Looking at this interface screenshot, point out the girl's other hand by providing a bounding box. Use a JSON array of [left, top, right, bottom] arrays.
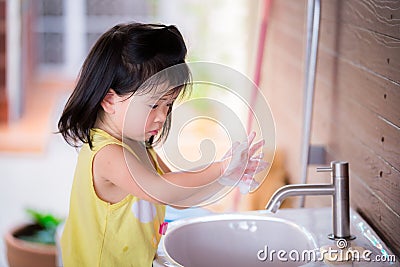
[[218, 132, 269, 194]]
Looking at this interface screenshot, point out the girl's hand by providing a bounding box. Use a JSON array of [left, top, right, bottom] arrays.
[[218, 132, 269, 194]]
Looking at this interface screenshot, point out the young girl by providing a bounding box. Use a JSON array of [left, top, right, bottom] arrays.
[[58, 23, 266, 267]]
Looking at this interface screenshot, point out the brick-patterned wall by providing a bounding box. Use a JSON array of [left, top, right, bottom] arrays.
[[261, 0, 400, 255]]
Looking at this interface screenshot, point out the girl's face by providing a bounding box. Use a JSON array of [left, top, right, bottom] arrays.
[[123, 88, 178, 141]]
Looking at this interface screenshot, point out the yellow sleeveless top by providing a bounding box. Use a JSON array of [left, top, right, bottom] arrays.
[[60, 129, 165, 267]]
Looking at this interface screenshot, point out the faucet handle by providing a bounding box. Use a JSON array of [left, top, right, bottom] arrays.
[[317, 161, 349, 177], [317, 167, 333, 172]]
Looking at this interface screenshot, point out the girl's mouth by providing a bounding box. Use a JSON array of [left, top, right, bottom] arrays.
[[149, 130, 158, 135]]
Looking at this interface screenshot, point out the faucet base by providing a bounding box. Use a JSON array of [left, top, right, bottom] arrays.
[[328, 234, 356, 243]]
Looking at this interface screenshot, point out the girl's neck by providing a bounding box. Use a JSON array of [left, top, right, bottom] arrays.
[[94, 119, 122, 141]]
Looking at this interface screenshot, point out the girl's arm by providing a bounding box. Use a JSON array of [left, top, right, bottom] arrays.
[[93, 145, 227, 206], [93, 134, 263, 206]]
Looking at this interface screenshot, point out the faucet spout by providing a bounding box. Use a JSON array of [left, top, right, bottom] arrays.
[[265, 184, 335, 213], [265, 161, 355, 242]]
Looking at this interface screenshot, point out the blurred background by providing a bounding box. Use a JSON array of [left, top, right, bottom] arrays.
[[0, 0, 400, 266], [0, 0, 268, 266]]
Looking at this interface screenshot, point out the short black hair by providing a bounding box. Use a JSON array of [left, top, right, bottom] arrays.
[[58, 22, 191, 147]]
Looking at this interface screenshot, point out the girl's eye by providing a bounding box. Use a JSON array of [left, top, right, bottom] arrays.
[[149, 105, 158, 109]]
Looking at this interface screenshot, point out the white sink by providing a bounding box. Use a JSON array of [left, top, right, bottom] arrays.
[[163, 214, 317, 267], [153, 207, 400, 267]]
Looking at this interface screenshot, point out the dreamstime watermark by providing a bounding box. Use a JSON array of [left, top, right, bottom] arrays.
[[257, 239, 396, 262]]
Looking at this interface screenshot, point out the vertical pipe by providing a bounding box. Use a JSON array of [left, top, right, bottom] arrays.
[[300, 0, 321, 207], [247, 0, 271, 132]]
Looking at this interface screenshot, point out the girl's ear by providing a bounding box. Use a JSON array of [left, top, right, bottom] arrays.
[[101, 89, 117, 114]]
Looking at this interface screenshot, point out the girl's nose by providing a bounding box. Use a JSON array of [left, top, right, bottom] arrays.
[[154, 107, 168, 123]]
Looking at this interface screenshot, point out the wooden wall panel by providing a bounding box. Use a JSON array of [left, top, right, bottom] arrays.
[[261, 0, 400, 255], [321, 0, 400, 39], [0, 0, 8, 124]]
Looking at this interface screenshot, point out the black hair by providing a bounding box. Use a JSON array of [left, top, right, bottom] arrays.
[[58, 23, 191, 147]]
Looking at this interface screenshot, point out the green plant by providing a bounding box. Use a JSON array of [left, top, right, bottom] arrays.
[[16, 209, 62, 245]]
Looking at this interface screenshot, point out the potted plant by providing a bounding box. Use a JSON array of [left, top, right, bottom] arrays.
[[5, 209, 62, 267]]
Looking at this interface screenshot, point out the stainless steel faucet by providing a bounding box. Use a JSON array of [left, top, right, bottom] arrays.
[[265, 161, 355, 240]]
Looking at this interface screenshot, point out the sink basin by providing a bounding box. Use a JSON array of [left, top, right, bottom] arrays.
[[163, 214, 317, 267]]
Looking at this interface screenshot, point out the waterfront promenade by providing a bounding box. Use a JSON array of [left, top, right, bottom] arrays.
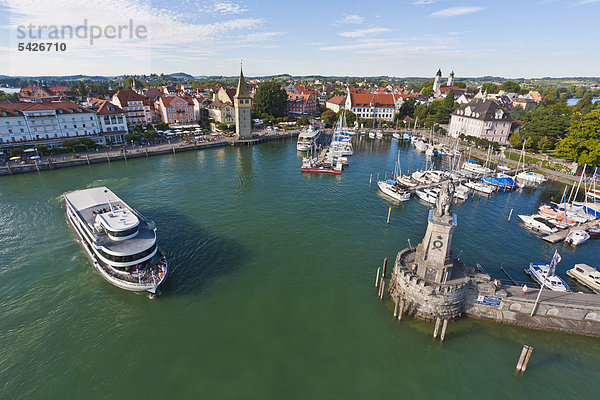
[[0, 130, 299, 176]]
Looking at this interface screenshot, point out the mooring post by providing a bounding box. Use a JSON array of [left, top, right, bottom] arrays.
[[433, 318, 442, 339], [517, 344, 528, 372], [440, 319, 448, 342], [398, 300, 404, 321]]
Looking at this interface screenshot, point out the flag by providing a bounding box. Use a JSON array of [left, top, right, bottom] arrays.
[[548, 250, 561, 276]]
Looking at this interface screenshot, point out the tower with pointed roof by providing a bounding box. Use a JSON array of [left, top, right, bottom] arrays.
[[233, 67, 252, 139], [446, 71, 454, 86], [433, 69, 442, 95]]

Exercise directions
Pick out every line of the rows that contains the word "black" and copy each one.

The result
Looking at this interface screenshot, point out the short black hair by providing a bounding box. Use a JSON array of [left, top, right, bottom] arrays.
Looking at this interface screenshot, point out the black hair by providing a bounding box. Use a JSON array of [left, top, right, bottom] arrays.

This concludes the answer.